WORK INSTRUCTION :: Among the lines of the data, copy those that hold "instance".

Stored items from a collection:
- Opening Delimiter -
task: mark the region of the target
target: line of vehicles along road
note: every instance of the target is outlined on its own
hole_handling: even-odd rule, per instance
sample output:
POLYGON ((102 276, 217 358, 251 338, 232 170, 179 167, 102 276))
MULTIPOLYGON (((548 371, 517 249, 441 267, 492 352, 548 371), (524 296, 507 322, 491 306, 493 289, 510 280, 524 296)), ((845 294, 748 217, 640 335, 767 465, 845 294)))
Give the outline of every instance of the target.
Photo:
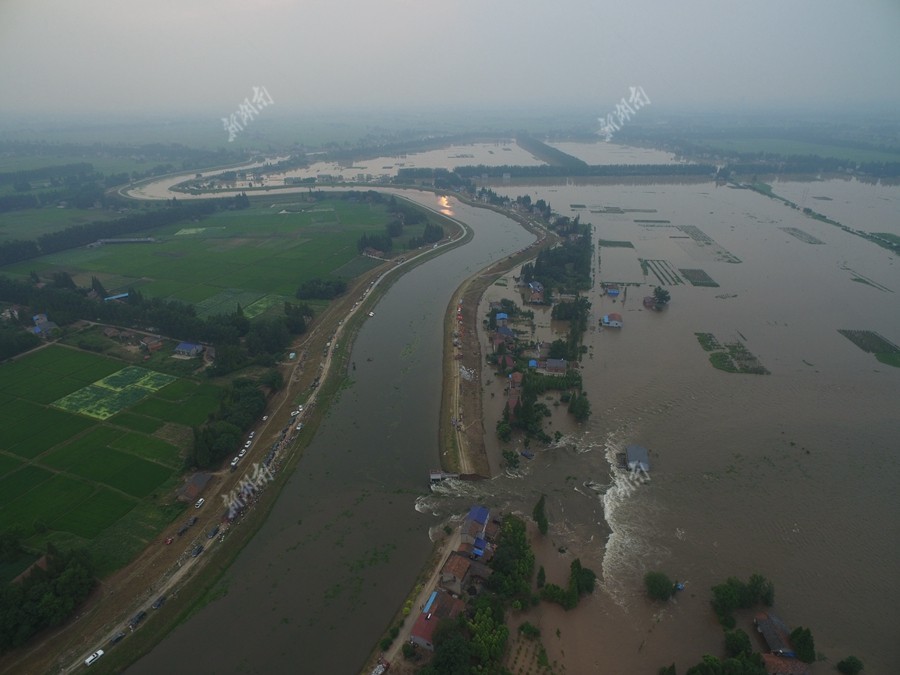
MULTIPOLYGON (((291 411, 291 417, 296 417, 297 415, 299 415, 299 414, 302 413, 302 412, 303 412, 303 406, 302 406, 302 405, 297 406, 297 409, 296 409, 296 410, 291 411)), ((269 416, 268 416, 268 415, 265 415, 262 419, 263 419, 263 422, 265 422, 266 420, 269 419, 269 416)), ((302 428, 303 428, 303 423, 301 422, 300 424, 297 425, 297 429, 302 429, 302 428)), ((232 471, 234 471, 234 470, 237 468, 238 463, 244 458, 244 456, 247 454, 247 451, 248 451, 248 450, 250 449, 250 447, 253 445, 253 438, 254 438, 255 436, 256 436, 256 431, 251 431, 251 432, 250 432, 250 435, 247 437, 247 442, 244 443, 244 447, 241 448, 241 451, 238 453, 237 457, 235 457, 234 459, 231 460, 231 470, 232 470, 232 471)), ((197 502, 194 504, 194 508, 195 508, 195 509, 199 509, 199 508, 201 508, 205 503, 206 503, 206 499, 204 499, 203 497, 201 497, 201 498, 198 499, 197 502)), ((198 520, 199 520, 199 518, 198 518, 197 516, 191 516, 190 518, 188 518, 187 522, 185 522, 185 524, 182 525, 181 528, 180 528, 180 529, 178 530, 178 532, 176 533, 177 536, 181 537, 182 535, 184 535, 185 533, 187 533, 187 531, 188 531, 191 527, 193 527, 194 525, 197 524, 197 521, 198 521, 198 520)), ((207 538, 207 539, 212 539, 213 537, 215 537, 217 534, 219 534, 219 529, 220 529, 220 528, 219 528, 219 525, 215 525, 209 532, 206 533, 206 538, 207 538)), ((171 544, 174 540, 175 540, 175 537, 167 537, 167 538, 166 538, 166 544, 171 544)), ((192 557, 192 558, 196 558, 196 557, 199 556, 201 553, 203 553, 203 550, 204 550, 203 544, 197 544, 196 546, 194 546, 193 549, 191 549, 191 557, 192 557)), ((159 596, 159 597, 153 602, 153 604, 151 605, 151 608, 152 608, 152 609, 159 609, 160 607, 162 607, 162 606, 165 604, 165 602, 166 602, 166 597, 167 597, 167 596, 165 596, 165 595, 159 596)), ((135 615, 131 618, 131 620, 128 622, 128 627, 131 629, 132 632, 134 632, 134 630, 140 625, 140 623, 141 623, 145 618, 147 618, 147 612, 144 611, 144 610, 141 610, 140 612, 138 612, 137 614, 135 614, 135 615)), ((127 635, 127 633, 126 633, 125 631, 119 631, 118 633, 116 633, 116 634, 110 639, 110 641, 109 641, 109 646, 107 647, 107 649, 109 649, 109 647, 113 647, 113 646, 119 644, 122 640, 125 639, 126 635, 127 635)), ((104 650, 98 649, 97 651, 93 652, 90 656, 88 656, 88 657, 84 660, 84 665, 86 665, 86 666, 93 665, 93 664, 96 663, 97 660, 100 659, 105 653, 106 653, 106 652, 105 652, 104 650)))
- Closing Delimiter -
FINISHED EXERCISE ::
note: every instance of the target is outlined on its own
hole_handling: even-odd rule, per instance
Give the outline of every instance of the target.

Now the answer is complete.